For Louis and Jessica's sons, Eddie (Hudson Yang), Emery (Forrest Wheeler) and Evan (Ian Chen), who were born in America, their first trip to their parents' homeland, in their eyes, is almost like any other vacation to an exotic country. "They're approaching it very American. They're almost American tourists," Khan, who is Persian-American, says. "We have a runner for Evan where he's got all these pamphlets from Triple A and money belts and all this stuff. Jessica is like, 'We're not tourists here. This is your home.' He's like, 'But I've never been here.' She's like, 'It doesn't matter. It's still your home.' That is a very real sentiment [of immigrant parents]."

The episode — titled "Coming From America" — makes great use of its vibrant locale, shooting at Dihua Street, the Confucius Temple and the Grand Hotel, and having Jessica show her kids her old childhood haunts. The reverse fish-of-water scenario for the boys generates much of the laughs, including a trip to the bustling Shilin Night Market (something that definitely could not be recreated on a lot to the same effect), where Eddie finds a pair of Air Jordan 11s, and a running joke about the boiling temperatures.

What the task asks:
Reproduce the article word for word, everything from "The episode —" down to "the boiling temperatures.".

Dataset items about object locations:
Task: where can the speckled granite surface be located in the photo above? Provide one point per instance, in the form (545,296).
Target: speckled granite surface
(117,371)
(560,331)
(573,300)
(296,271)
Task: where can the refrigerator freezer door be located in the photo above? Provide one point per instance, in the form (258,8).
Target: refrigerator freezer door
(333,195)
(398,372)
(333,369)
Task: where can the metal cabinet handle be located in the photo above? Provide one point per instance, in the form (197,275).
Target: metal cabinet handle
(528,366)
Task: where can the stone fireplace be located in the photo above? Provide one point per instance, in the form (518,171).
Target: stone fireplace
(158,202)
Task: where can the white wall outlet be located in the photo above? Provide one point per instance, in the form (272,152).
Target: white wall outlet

Solution for this task:
The episode — titled "Coming From America" — makes great use of its vibrant locale, shooting at Dihua Street, the Confucius Temple and the Grand Hotel, and having Jessica show her kids her old childhood haunts. The reverse fish-of-water scenario for the boys generates much of the laughs, including a trip to the bustling Shilin Night Market (something that definitely could not be recreated on a lot to the same effect), where Eddie finds a pair of Air Jordan 11s, and a running joke about the boiling temperatures.